#### [TEXT SECTION]
Mr. Peter TAN (“Mr. TAN”), aged 70, was appointed as an Independent Non-Executive Director of the Company in January 2011. He is also a member of the Remuneration Committee. Mr. TAN is currently the chief executive officer of TLC Capital Management Pte. Ltd., an investment company, and a director of Titan Dining Holdings Pte. Ltd., a non-listed company. He was previously an independent non-executive director of The Sincere Company, Limited (a company listed on the Stock Exchange) and the chief executive officer of Stone Canyon Pte. Ltd., an investment company, and Knowledge Universe Pte. Ltd., a leading global private education organisation with a network of more than 3,000 locations worldwide. Before joining Knowledge Universe Pte. Ltd. in 2013, Mr. TAN had more than 17 years of experience in the fast food industry. Mr. TAN was the executive vice president and the chief executive officer of Asia Pacific division of Burger King Corporation up to 2012. Before joining Burger King Corporation in 2005, Mr. TAN had served McDonald’s Corporation for 10 years and was the senior vice president and the president of its Greater China division, being responsible for the strategic growth of the business and management of all key functions in the region. Prior to that, Mr. TAN was the vice president of Citibank Singapore, Private Banking Group.

Mr. TAN holds a BA degree in Accounting and Finance from Washington State University, an MBA degree from Kellogg School of Management at Northwestern University and was the chairman of the Kellogg Alumni Council (Asia).

Save as disclosed above, Mr. TAN did not hold any directorship in public companies the securities of which were listed on any securities market in Hong Kong or overseas in the past three years immediately preceding the Latest Practicable Date.

There is no director’s service contract between the Company and Mr. TAN, but pursuant to a letter of appointment dated 25 November 2025 entered into by Mr. TAN with the Company, Mr. TAN’s appointment as an Independent Non-Executive Director of the Company was renewed for a specific term of three years commencing from 1 January 2026, subject to earlier termination and retirement and re-election at annual general meetings of the Company in accordance with the Bye-Laws. Mr. TAN is entitled to an annual director’s fee and meeting attendance fees for acting as an Independent Non-Executive Director of the Company. Such remuneration is determined on an arm’s length basis by reference to his responsibilities in and time devoted to the Group as well as the current financial position of the Company and the prevailing market conditions. For the year ended 31 December 2025, total director’s fees (including meeting attendance fees) of HK$128,400 were payable to Mr. TAN, which had been reviewed by the Remuneration Committee and approved by the Board pursuant to the authority given to it by the Shareholders at annual general meeting of the Company.

Mr. TAN does not have any relationship with any other Directors, senior management of the Group, or substantial shareholders or controlling shareholders of the Company. At the Latest Practicable Date, Mr. TAN did not have any interest in the Shares within the meaning of Part XV of the SFO.

Recorded data:

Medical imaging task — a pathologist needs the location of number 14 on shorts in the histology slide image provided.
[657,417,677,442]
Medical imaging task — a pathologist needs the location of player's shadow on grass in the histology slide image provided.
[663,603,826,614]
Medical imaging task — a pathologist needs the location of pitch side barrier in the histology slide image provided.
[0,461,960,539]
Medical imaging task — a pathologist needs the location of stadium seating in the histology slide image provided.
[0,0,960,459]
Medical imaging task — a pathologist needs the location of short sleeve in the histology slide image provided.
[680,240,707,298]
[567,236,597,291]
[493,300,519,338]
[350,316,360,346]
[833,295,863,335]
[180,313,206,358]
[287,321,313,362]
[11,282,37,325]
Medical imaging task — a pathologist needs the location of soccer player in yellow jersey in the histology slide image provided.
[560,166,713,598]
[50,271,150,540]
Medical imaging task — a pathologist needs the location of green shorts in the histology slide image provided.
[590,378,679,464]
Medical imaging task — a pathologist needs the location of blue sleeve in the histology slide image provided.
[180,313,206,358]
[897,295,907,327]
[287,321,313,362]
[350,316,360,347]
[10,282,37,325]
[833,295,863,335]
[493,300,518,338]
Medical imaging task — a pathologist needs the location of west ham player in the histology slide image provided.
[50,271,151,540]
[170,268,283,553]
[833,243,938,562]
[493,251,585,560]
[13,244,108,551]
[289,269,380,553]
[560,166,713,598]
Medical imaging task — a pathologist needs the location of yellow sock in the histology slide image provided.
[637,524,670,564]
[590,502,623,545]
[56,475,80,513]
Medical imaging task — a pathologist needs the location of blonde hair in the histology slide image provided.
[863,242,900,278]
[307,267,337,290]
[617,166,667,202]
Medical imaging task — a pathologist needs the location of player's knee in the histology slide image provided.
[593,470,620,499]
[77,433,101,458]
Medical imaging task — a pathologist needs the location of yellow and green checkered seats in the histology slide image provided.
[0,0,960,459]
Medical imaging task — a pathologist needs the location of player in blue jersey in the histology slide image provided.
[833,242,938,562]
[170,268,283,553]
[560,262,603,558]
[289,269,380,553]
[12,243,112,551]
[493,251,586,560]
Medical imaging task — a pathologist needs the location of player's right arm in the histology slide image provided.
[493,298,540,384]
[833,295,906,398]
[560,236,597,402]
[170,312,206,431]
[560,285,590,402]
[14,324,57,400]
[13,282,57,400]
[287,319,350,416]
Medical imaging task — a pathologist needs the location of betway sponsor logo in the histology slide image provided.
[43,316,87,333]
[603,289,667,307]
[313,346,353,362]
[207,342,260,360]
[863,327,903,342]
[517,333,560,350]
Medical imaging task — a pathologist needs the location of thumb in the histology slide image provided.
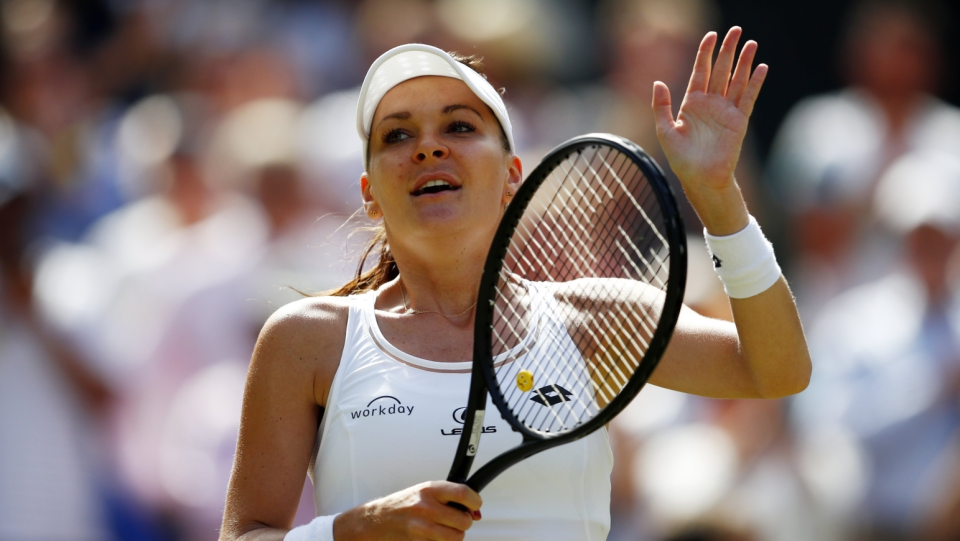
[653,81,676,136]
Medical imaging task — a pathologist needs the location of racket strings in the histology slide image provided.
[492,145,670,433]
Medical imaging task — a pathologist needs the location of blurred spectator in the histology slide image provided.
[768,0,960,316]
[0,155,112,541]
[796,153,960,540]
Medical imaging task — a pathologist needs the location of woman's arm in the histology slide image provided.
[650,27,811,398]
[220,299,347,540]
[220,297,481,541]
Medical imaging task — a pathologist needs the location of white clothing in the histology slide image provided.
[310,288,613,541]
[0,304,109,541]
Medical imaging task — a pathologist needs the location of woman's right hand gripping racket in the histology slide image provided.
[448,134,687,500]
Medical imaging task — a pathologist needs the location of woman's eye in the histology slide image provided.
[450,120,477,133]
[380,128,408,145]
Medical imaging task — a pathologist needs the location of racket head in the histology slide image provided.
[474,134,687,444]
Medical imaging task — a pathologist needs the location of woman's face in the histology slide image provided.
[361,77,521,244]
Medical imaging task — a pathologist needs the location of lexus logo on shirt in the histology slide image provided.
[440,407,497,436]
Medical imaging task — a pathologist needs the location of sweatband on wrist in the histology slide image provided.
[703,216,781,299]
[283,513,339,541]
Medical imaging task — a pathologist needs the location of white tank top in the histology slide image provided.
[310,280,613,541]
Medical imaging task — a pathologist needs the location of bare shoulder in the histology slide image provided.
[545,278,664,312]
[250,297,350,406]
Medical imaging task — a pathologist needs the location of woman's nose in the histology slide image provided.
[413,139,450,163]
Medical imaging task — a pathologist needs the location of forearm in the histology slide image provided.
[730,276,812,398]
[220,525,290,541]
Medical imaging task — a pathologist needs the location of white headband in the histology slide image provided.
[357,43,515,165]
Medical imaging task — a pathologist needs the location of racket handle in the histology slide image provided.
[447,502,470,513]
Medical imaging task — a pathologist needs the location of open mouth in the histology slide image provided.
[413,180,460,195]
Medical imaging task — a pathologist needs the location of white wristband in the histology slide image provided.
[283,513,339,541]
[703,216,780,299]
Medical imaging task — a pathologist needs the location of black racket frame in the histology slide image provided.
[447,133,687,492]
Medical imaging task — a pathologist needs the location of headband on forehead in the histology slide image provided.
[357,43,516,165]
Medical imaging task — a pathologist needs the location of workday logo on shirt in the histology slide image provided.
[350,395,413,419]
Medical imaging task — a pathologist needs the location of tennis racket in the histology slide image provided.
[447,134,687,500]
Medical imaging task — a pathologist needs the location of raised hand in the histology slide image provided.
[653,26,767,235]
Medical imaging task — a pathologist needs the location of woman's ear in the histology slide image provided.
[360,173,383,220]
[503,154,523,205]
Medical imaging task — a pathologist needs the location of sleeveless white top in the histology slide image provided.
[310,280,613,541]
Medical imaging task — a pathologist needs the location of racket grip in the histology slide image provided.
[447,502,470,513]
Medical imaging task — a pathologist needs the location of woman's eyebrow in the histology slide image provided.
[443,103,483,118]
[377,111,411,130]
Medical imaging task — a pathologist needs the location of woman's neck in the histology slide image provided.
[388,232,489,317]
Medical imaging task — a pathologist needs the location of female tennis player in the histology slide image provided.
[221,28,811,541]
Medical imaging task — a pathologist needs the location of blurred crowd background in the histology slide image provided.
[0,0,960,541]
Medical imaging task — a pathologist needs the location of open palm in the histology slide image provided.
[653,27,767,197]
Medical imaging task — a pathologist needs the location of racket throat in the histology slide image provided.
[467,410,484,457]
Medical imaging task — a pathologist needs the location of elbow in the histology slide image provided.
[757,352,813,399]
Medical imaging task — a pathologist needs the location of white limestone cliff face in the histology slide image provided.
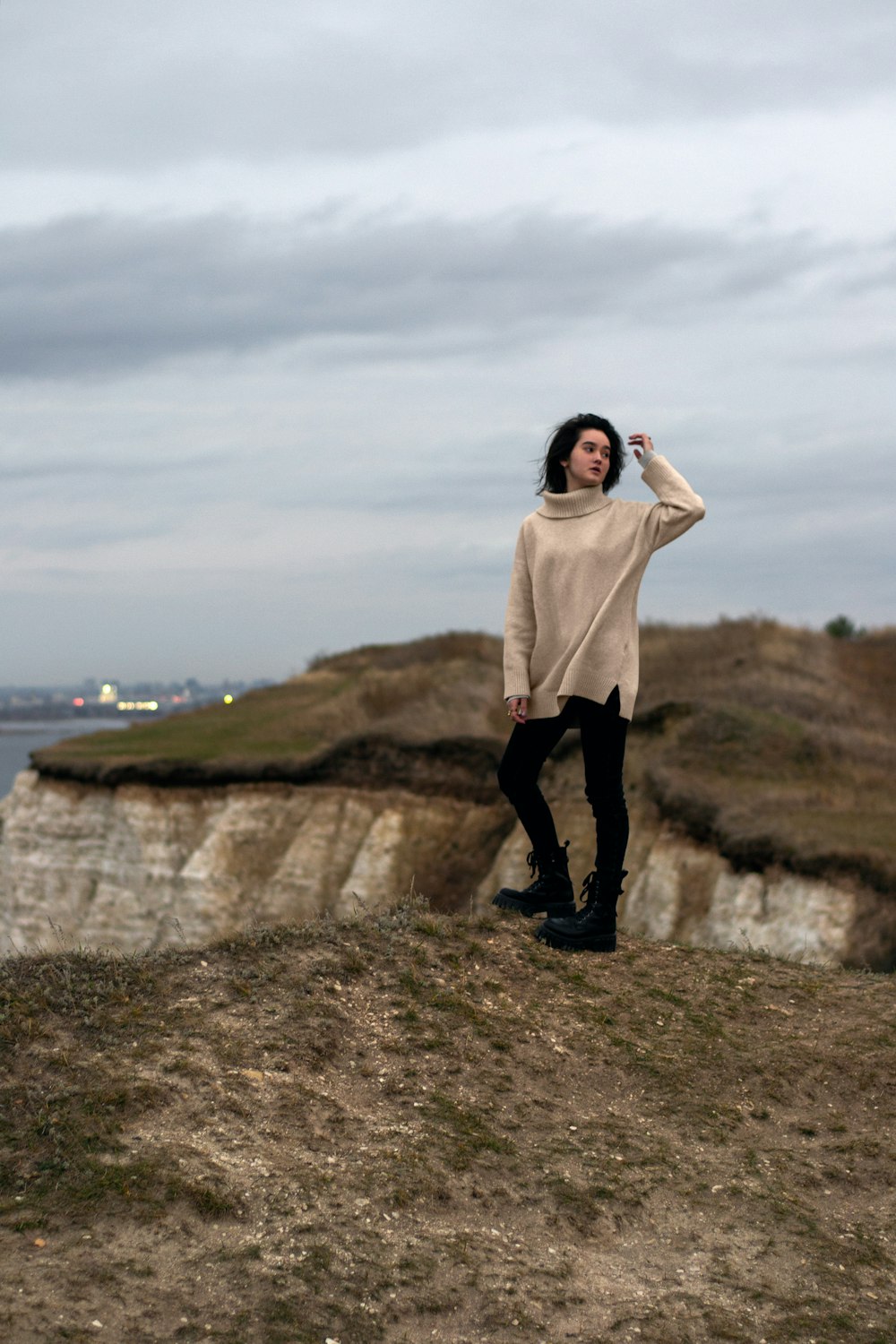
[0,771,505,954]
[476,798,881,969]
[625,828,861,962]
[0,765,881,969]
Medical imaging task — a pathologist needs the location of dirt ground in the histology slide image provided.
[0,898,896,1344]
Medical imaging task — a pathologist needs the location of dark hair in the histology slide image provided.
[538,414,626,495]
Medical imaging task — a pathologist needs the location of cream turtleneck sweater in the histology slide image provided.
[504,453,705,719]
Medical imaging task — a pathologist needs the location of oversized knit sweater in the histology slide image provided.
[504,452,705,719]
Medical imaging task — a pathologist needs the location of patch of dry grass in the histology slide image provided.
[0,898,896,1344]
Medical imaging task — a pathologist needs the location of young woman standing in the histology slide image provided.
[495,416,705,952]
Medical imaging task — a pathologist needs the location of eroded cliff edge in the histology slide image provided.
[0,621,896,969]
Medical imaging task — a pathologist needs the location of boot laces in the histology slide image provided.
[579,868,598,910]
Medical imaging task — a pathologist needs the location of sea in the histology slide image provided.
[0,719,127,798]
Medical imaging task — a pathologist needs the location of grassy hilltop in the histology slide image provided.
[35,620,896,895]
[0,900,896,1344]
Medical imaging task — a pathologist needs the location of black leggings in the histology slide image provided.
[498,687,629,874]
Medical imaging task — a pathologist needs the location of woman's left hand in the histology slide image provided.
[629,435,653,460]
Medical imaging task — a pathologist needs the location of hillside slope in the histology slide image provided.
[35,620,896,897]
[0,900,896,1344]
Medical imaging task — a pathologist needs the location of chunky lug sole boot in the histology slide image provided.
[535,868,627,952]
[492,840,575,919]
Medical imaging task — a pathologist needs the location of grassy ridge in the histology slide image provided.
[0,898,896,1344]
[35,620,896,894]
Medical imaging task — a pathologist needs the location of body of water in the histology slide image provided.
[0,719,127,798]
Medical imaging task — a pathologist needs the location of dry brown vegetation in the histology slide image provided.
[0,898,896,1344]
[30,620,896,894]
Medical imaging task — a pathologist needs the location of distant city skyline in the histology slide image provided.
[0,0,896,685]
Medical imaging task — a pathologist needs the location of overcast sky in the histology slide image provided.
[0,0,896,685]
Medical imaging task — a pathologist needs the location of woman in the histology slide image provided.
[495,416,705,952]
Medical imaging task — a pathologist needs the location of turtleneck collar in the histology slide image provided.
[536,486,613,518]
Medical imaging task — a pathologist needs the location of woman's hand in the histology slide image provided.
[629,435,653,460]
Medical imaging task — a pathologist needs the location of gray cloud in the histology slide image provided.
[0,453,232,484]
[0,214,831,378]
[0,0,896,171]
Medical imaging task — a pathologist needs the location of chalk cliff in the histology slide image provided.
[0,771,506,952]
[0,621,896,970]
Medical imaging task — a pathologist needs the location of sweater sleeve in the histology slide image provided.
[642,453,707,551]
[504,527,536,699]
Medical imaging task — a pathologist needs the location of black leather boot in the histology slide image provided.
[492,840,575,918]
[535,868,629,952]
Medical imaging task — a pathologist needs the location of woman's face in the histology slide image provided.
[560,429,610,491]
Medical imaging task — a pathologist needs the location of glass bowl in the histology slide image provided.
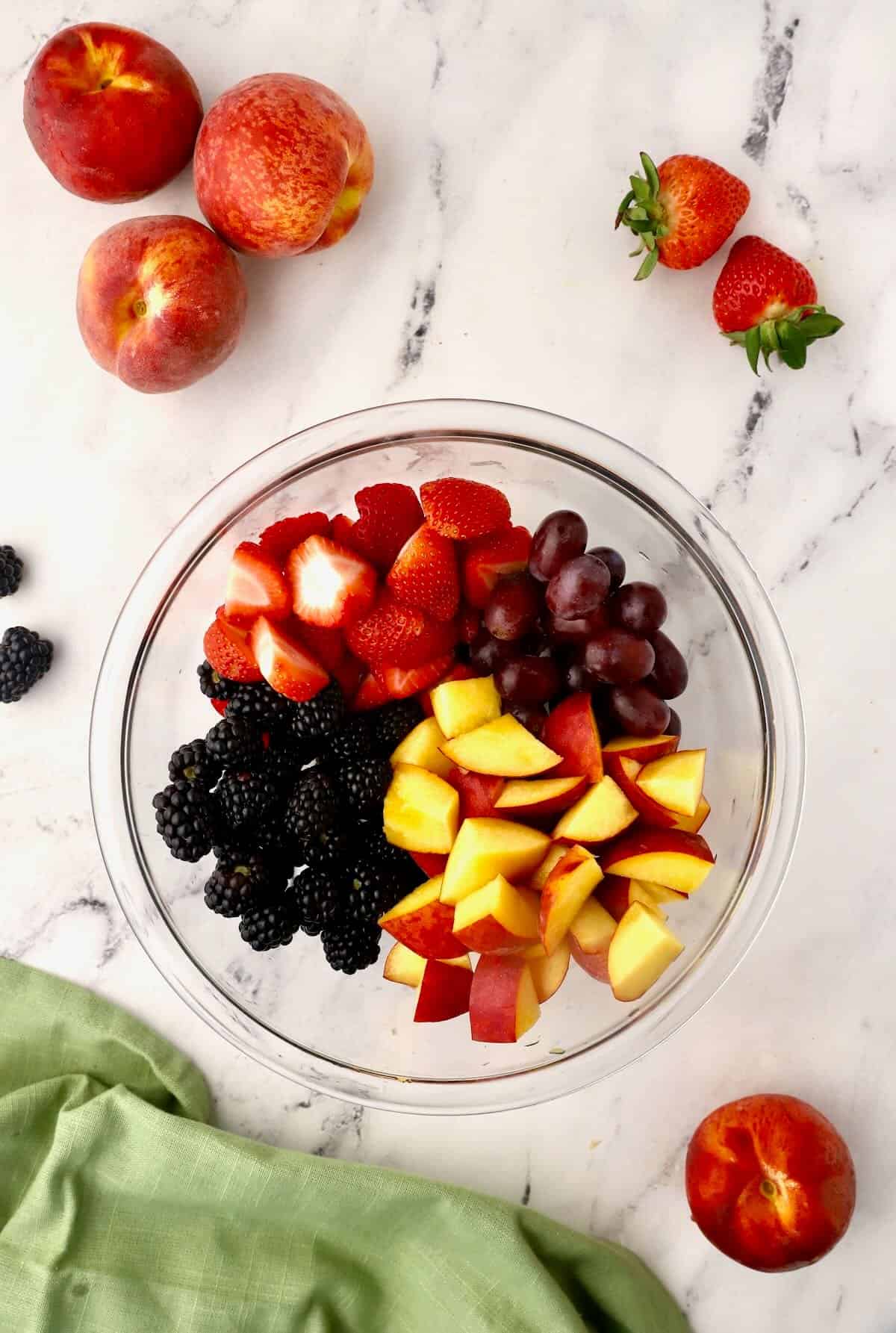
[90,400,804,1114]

#### [REQUIRED WORK]
- 1) According to the director profile, which school awarded Mr. TAN his MBA degree?
- 2) Tally the rows of the recorded data that contain the string "open", with case counting, and reply with the number only.

#### [LIST OF SOLUTIONS]
- 1) Kellogg School of Management at Northwestern University

- 2) 2